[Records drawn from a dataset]
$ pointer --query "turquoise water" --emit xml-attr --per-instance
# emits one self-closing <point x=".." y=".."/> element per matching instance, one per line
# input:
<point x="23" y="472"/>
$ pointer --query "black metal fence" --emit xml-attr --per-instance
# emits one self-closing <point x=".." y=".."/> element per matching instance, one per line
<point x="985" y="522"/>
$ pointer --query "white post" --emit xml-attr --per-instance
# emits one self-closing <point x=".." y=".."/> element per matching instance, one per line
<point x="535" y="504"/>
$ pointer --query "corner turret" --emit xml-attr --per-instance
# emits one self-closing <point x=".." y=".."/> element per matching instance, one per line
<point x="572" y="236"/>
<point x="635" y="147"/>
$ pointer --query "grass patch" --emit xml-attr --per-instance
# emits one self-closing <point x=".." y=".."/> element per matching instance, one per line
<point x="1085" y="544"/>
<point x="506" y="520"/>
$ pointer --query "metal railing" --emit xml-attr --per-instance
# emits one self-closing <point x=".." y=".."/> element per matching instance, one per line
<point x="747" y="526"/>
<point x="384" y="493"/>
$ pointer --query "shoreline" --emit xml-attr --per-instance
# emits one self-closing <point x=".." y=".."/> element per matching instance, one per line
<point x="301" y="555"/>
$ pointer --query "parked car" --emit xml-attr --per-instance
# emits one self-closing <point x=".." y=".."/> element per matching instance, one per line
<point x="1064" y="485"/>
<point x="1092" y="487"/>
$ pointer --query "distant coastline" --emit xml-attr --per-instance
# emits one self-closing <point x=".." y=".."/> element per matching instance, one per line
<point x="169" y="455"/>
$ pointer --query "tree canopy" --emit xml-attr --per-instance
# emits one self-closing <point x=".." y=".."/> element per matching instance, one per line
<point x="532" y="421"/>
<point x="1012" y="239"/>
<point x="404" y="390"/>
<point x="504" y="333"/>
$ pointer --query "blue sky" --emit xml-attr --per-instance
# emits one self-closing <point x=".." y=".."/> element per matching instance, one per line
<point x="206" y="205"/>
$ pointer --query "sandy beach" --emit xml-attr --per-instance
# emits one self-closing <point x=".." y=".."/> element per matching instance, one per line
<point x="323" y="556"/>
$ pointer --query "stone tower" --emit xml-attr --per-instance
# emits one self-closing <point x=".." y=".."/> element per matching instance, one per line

▶ _ABOUT THIS TASK_: Your reply must be the entries above, returned word for word.

▶ _EXERCISE RESPONSE_:
$ pointer --query "turquoise water" --emit xml-attr --per-instance
# emits one self-closing <point x=".." y=".."/> element per matching instance, one per line
# input:
<point x="23" y="472"/>
$ pointer --query "black metal fence" --emit xml-attr --per-instance
# emits one self-closing <point x=".." y=".."/> element per matching instance, one per line
<point x="985" y="522"/>
$ pointer --query "white post" --emit xml-attr --per-instance
# emits one self-closing <point x=".." y=".."/> element per matching instance, one per line
<point x="535" y="504"/>
$ pointer --query "corner turret" --emit xml-attr --per-instance
# emits one self-closing <point x=".." y=".."/> element per matching instance, one per line
<point x="572" y="236"/>
<point x="635" y="147"/>
$ pointer --query "grass patch" --emit xml-attr --per-instance
# emits one self-closing <point x=".." y=".."/> element per matching instance, one per line
<point x="1085" y="544"/>
<point x="506" y="520"/>
$ pointer --query "metal railing" --emit xml-attr --per-instance
# emits one self-closing <point x=".." y=".."/> element per matching instance, one per line
<point x="747" y="526"/>
<point x="384" y="493"/>
$ pointer --query "shoreline" --emit xml-attr --per-instance
# emits one self-closing <point x=".." y=".."/> element per matching instance, one per line
<point x="301" y="555"/>
$ pointer --query "parked car" --emit xml-attr --per-instance
# emits one self-closing <point x=".." y=".."/> element per matching instance, one per line
<point x="1064" y="485"/>
<point x="1092" y="487"/>
$ pointer --query "distant coastline" --emit xml-attr --per-instance
# emits one self-closing <point x=".." y=".."/> element per matching instance, one per line
<point x="169" y="455"/>
$ pointer --query "tree canopy" --emit xml-attr --per-instance
# emits one self-closing <point x=".." y=".."/> element per matching instance, one per line
<point x="532" y="421"/>
<point x="1012" y="239"/>
<point x="404" y="390"/>
<point x="504" y="333"/>
$ pointer --query "blue sky" --emit xml-attr --per-instance
# emits one self-closing <point x=".." y=".."/> element per matching instance, one per line
<point x="206" y="205"/>
$ pointer --query "sandy beach" --emit xml-attr --per-instance
# emits one self-closing <point x=".." y=".."/> element per matching instance, one per line
<point x="323" y="556"/>
$ pointer --query "stone tower" --emit xml-attr --per-instance
# emits one self-closing <point x=".." y=".."/> element per matching instance, one per line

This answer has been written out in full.